WORK REQUEST –
Answer these from the article on Chinese stocks below:
1. What share of JOYY's average mobile MAUs last quarter were outside of China?
2. In what year did Momo acquire Tantan?
3. What speed-dating feature did Momo add to Tantan?

PROVIDED TEXT –
☆ ☆ ☆ ☆
China has been a tough market to invest in over the past two years. The trade war, the slowdown in the domestic economy, the ongoing unrest in Hong Kong, and the recent coronavirus outbreak all made it tough to recommend Chinese equities.

However, that persistent pessimism also caused investors to overlook some stocks that were irrationally priced relative to their growth potential. Today, I'll highlight three Chinese stocks that are too cheap to ignore: JOYY (NASDAQ:YY), Momo (NASDAQ:MOMO), and Vipshop (NYSE:VIPS).

A stock trading display on a busy street.

Image source: Getty Images.

A live streaming leader

JOYY, the company formerly known as YY, owns one of the largest live video streaming platforms in China. Its core YY Live platform mainly hosts user-created entertainment, music, sports, and e-learning videos.

JOYY also owns a majority stake in Huya (NYSE:HUYA), the largest video game streaming platform in China. Last March, JOYY fully acquired Singapore-based start-up Bigo, which added the live streaming app Bigo Live, the messaging app IMO, and the short video app Likee to its core services. JOYY generates most of its revenue from YY Live, but its "other" revenue -- which comes from Huya, its mobile gaming social network Hago, and Bigo's apps -- is quickly climbing.

JOYY's average mobile MAUs (monthly active users) hit 470.1 million last quarter, and 78% of those users were outside of China thanks to its takeover of Bigo. Its total number of paying users on YY and Huya also grew 14% and 29% year-over-year, respectively, during the quarter.

Analysts expect JOYY's revenue to rise 54% this year and another 26% next year. Its earnings are expected to dip 47% this year, mainly due to its integration of Bigo, but rebound 30% next year, which is a solid growth rate for a stock that trades at less than 12 times forward earnings.

The "Tinder of China"

Momo is frequently dubbed the "Tinder of China" because its two core apps, Momo and Tantan, are typically used for online dating. Momo's core app allows users to find each other based on their personal profiles, or watch live streaming videos and buy virtual gifts for their favorite broadcasters. Tantan, which it acquired in 2018, is a clone of Match Group's Tinder. Tantan currently pays Match royalties based on its number of U.S. users.

Momo still generates most of its revenue from live video streams on its namesake app, which grew its MAUs 3% annually to 114.1 million last quarter. Its total number of paid users, including Tantan, grew 7% to 13.4 million.

A person uses an online dating app.

Image source: Getty Images.

To continue expanding, Momo redesigned its core app to better organize live streams, launched a "nobility" system which awarded high-paying users with ostentatious titles, and added speed-dating "flash chats" to Tantan. It also cracked down on offensive ads on Momo and Tantan to steer clear of regulators last year.
☆ ☆ ☆ ☆
Dataset entries
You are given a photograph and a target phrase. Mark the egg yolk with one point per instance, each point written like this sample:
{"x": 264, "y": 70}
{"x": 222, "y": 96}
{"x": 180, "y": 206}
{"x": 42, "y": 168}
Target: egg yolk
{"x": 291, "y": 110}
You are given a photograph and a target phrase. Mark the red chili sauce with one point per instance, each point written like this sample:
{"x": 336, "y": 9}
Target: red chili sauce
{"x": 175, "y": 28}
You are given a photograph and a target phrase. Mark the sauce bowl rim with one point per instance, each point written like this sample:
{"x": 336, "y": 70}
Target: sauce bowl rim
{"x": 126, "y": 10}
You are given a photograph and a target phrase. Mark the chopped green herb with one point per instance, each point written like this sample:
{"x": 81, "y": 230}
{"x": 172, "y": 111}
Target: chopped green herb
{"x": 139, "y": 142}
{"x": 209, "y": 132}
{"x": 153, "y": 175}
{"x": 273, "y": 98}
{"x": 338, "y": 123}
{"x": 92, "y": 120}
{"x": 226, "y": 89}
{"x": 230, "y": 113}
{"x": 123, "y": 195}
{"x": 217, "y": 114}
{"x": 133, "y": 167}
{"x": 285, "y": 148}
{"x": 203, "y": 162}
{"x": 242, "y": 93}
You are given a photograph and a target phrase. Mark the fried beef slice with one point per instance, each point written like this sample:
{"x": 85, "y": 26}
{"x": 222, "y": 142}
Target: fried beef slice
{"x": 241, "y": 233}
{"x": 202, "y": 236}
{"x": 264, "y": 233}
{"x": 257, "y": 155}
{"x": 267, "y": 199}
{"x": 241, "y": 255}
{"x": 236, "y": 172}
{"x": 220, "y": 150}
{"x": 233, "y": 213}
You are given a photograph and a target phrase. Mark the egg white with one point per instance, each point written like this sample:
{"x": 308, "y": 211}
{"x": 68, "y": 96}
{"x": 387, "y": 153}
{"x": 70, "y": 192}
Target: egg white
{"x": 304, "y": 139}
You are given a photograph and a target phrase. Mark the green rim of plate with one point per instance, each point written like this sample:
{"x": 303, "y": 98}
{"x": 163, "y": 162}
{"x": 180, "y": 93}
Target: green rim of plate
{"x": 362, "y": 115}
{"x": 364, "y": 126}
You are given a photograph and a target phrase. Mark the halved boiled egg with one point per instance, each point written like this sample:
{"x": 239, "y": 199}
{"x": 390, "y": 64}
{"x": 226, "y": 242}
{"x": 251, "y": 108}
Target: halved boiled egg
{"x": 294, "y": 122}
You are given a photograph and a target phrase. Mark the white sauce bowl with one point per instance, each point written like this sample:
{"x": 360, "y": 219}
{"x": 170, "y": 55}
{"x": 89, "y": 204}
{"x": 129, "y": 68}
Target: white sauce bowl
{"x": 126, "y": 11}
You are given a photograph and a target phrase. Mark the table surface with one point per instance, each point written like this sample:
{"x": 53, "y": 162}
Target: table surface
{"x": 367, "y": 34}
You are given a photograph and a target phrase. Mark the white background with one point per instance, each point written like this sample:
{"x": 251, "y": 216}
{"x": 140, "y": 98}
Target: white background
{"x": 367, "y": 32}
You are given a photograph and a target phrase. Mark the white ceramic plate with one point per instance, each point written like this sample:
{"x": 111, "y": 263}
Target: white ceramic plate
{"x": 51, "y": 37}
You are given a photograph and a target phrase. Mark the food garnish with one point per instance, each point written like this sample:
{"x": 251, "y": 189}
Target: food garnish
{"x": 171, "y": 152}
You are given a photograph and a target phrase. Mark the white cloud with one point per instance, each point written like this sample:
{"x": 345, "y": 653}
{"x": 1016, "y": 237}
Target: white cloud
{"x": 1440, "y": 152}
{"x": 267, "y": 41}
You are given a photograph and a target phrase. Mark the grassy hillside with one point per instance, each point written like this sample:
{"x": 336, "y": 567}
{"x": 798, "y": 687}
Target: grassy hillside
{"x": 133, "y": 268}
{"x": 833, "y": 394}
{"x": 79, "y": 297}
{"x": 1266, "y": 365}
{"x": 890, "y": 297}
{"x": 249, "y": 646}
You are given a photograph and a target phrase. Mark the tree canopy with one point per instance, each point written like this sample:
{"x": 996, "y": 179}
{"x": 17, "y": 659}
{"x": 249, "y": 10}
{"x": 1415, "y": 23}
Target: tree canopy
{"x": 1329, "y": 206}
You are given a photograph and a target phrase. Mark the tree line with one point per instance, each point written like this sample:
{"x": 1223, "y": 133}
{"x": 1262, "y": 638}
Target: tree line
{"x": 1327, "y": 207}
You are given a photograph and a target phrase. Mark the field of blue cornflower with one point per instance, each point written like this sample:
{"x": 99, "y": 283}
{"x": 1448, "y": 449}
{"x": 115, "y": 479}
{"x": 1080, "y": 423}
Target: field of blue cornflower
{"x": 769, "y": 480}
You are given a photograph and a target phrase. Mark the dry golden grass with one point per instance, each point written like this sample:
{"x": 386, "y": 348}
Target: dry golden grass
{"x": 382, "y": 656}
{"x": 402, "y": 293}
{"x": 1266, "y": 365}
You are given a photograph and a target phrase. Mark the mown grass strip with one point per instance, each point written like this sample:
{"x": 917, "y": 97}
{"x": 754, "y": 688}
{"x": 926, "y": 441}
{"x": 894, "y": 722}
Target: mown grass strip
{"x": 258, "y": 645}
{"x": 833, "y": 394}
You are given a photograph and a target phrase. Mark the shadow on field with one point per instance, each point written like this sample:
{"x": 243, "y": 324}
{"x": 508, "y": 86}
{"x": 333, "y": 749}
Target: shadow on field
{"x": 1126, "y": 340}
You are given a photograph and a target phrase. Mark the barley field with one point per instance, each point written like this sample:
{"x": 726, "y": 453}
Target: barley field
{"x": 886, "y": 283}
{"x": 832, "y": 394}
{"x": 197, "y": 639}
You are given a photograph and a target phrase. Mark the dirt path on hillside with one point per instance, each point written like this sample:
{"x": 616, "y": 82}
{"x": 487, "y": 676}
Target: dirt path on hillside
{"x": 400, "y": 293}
☆ ☆ ☆ ☆
EXERCISE ANSWER –
1. 78%
2. 2018
3. "Flash chats"